[Location identification items]
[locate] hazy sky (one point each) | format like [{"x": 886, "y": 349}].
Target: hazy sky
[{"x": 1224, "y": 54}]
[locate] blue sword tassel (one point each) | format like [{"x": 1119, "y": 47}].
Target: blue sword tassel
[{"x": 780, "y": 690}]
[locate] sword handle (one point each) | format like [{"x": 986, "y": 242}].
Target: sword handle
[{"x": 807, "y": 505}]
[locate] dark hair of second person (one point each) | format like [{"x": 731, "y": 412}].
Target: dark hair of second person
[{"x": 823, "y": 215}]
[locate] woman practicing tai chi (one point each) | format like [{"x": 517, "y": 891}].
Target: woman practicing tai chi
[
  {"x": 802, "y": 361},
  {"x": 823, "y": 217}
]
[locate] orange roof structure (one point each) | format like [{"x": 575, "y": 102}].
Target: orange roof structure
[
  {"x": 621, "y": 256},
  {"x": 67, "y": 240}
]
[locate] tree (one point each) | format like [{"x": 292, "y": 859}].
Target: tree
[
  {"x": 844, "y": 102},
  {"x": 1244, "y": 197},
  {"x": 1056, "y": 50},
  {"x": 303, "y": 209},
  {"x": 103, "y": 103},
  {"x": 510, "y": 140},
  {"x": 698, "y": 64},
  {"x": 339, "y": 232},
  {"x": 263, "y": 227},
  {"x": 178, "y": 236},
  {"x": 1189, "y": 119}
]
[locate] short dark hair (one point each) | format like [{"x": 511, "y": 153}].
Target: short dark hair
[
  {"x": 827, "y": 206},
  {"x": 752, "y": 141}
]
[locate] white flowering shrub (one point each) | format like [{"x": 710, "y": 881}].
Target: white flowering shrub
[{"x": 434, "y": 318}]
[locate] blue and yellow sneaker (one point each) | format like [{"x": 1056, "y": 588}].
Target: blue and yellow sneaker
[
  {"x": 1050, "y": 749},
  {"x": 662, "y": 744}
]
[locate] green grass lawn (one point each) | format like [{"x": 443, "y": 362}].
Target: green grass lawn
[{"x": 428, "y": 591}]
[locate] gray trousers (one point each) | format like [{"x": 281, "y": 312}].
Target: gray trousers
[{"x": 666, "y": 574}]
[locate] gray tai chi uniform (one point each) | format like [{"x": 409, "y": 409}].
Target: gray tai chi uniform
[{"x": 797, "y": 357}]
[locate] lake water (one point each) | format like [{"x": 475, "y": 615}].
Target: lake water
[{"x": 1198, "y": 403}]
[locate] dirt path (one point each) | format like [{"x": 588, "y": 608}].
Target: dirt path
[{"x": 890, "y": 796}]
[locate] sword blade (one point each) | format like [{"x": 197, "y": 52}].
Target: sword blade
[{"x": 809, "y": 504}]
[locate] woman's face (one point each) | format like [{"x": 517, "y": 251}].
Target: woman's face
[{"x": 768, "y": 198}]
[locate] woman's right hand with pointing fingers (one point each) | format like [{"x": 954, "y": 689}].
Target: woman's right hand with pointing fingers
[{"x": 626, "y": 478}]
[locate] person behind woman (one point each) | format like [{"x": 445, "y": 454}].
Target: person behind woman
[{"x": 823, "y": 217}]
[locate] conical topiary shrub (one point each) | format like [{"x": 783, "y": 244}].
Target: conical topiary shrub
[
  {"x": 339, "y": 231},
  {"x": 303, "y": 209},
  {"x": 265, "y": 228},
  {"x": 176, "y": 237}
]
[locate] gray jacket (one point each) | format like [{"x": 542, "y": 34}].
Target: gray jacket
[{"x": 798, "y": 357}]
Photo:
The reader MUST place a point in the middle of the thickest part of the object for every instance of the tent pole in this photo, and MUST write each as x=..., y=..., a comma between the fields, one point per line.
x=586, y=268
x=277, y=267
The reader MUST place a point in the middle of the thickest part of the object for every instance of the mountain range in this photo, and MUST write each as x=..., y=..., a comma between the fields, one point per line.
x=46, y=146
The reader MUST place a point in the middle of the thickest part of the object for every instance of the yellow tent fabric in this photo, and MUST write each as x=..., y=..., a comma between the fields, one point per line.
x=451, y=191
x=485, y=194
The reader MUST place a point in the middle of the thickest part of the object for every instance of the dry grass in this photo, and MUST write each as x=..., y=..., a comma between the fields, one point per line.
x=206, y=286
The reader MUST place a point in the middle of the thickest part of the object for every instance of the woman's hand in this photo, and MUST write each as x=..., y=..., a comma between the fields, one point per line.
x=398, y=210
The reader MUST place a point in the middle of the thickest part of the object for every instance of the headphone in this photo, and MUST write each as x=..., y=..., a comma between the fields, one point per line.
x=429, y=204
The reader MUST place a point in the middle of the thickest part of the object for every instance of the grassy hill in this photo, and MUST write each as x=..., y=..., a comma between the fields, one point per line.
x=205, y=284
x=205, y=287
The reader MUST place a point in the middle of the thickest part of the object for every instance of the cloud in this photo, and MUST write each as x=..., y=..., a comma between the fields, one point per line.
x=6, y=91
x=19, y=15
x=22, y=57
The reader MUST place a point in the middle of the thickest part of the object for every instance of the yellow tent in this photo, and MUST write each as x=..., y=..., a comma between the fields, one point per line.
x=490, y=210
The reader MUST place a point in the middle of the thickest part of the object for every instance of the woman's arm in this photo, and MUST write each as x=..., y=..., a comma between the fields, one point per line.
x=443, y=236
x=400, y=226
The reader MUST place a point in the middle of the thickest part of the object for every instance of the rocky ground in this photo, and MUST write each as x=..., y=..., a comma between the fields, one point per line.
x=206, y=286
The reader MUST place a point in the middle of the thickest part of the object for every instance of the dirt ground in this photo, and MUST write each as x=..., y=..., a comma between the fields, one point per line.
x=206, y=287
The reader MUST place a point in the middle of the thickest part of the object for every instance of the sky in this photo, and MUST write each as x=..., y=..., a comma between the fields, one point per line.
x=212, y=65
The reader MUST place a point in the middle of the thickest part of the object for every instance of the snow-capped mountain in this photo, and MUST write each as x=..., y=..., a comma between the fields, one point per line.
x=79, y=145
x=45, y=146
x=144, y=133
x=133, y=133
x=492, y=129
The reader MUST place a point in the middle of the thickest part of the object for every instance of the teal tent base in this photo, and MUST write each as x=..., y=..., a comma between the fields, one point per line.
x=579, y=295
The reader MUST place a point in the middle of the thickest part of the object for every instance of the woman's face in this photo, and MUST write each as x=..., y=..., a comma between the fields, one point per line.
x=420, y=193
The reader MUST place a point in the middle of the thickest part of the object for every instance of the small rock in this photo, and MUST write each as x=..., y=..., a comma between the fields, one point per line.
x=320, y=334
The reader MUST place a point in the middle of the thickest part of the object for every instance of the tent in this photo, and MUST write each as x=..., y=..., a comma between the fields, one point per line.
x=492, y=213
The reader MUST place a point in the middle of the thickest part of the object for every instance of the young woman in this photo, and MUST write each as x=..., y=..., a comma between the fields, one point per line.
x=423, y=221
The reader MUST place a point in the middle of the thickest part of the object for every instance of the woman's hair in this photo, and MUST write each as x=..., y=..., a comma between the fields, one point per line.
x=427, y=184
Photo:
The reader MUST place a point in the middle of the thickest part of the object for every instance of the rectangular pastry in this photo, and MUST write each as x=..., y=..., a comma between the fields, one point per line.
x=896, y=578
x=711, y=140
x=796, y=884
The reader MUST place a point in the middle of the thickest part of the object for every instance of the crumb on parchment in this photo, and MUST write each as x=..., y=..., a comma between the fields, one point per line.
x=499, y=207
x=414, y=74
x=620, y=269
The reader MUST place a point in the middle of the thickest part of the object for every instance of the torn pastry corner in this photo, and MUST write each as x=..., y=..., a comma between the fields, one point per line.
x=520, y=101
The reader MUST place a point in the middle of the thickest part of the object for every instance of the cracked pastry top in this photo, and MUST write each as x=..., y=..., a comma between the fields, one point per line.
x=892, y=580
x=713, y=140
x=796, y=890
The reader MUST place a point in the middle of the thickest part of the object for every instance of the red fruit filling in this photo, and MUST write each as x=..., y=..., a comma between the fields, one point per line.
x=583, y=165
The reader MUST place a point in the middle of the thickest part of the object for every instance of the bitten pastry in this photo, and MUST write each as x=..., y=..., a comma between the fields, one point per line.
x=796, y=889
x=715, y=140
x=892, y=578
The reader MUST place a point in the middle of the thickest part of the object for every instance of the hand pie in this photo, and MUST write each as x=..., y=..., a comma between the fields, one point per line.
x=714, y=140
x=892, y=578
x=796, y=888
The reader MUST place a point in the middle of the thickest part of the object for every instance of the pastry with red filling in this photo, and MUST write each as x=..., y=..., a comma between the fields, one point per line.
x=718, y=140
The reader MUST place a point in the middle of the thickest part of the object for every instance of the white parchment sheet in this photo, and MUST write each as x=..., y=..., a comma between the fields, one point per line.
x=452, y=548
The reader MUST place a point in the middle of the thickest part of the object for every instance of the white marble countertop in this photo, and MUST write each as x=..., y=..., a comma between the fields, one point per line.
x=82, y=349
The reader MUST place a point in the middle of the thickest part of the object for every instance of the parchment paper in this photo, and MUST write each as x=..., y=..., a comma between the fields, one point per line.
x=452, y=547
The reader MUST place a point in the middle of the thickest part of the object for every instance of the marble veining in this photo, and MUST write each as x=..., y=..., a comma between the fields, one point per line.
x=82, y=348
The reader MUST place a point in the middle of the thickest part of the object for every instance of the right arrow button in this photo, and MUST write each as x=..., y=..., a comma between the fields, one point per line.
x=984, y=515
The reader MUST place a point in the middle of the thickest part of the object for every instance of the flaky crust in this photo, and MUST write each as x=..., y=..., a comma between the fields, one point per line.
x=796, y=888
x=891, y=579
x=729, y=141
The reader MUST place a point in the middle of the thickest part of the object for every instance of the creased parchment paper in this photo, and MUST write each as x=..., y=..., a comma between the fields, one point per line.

■ **Aim of the exercise**: Could you rewrite the part that opens with the line containing "the woman's hair" and closes with the line containing "x=796, y=884", replacing "thickest part" with "widest part" and leaving everything else as it is? Return only those lines.

■ **Written solution**:
The reader MUST place a point in the middle of the widest part of the object for every instance of the woman's hair in this photo, and MUST write each as x=..., y=..., a comma between the fields, one point per line.
x=427, y=184
Photo:
The reader MUST place a point in the middle of the widest part of the object for every instance of the rectangular pastry in this photo, and MUST write each as x=..., y=..., a comma between the fields, one point per line.
x=896, y=578
x=711, y=140
x=796, y=884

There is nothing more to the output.